Start RECORDS SHOWN

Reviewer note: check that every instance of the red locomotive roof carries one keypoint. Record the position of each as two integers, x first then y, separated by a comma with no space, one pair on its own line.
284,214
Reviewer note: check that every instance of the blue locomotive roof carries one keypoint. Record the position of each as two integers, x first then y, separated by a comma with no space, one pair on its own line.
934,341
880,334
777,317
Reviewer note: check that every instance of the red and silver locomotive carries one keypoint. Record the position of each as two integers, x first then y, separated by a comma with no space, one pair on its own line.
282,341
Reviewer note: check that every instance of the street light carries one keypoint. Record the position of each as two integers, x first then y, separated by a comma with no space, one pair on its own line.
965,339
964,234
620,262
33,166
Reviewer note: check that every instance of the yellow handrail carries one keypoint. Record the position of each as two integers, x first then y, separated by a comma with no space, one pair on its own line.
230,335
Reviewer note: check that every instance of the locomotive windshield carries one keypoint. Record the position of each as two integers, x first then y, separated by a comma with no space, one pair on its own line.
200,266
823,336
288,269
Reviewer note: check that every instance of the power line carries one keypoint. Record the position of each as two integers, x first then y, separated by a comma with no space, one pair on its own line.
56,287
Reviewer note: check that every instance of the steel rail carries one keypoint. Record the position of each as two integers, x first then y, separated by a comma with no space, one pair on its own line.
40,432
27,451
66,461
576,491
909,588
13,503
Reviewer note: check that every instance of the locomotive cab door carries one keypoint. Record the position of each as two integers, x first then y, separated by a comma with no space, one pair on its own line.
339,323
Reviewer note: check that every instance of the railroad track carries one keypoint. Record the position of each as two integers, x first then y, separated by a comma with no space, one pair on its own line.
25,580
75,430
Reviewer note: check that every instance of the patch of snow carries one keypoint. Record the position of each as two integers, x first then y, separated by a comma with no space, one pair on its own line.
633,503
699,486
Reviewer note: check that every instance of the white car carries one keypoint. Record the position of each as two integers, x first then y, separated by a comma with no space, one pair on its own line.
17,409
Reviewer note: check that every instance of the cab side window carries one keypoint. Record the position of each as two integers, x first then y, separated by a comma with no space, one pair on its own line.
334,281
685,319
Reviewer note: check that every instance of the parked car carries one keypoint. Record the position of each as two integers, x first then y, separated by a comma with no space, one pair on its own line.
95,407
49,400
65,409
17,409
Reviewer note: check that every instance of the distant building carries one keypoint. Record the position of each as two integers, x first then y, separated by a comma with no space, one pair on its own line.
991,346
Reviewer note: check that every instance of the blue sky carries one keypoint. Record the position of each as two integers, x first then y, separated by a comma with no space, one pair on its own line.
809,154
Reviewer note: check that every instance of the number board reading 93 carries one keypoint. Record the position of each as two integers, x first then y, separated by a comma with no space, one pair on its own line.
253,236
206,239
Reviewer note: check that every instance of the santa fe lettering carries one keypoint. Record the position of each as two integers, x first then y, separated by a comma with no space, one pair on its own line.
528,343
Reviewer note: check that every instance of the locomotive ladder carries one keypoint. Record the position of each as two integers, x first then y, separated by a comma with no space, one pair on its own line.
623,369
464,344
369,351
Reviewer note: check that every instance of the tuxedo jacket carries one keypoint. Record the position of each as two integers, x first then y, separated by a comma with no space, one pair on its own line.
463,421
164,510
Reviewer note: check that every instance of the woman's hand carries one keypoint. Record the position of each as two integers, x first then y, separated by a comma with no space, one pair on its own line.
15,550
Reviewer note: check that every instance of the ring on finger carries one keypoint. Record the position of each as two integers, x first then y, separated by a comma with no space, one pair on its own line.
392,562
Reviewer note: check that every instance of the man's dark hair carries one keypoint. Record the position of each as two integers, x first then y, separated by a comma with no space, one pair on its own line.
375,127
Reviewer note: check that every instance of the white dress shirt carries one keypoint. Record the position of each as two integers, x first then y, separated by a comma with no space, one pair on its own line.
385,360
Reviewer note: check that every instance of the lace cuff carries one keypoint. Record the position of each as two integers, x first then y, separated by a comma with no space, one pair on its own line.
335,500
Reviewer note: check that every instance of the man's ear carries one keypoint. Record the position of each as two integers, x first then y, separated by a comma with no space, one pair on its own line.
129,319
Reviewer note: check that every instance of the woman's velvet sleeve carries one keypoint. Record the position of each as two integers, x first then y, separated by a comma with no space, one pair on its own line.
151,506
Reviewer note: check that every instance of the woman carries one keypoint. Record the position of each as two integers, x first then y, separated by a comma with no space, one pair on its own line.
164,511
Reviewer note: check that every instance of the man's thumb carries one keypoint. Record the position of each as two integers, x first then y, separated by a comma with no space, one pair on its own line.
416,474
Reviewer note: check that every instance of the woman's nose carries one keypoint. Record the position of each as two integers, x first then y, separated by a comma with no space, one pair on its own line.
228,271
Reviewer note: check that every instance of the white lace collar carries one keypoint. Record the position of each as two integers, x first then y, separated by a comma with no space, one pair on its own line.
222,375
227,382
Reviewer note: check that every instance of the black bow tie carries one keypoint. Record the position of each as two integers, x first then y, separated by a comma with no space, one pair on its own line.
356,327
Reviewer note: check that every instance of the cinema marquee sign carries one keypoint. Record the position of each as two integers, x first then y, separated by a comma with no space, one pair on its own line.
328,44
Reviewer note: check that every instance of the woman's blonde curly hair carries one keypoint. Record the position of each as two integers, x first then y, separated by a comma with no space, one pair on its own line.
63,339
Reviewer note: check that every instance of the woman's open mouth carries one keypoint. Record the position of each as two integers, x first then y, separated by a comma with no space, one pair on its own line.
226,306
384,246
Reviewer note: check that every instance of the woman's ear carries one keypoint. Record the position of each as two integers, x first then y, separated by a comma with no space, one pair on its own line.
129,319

End RECORDS SHOWN

Reproduce word for word the lines of the records above, starting at the line that contains "Reviewer note: check that every instance of the black" and ending at the last line of the records, both included.

Reviewer note: check that every instance of the black bow tie carries one keypoint. Record the position of each as two integers, x first then y, separated by a comma with no space, one pair on its own line.
356,327
Reviewer note: check that every instance of the cinema marquee sign carries one keypoint. Record the position of each as two integers, x first then y, separated by a comma with no space, one pair on its own line.
328,44
Reviewer note: check that every instance of the woman's blonde curly hair carries one keypoint. Record the position of each as two integers, x first then y, separated by a comma with no space, one pair on its own line.
63,339
Reviewer note: check that every instance of the woman's open mouth carries one keypoint. Record the position of each as two integers, x first then y, separated by a comma with no space, one pair on its own line.
226,306
384,246
Reviewer note: check that every instance of the woman's ear carries one keypoint. Record the position of each as two integers, x first then y, separated by a comma with no space, one pair on its own line.
129,319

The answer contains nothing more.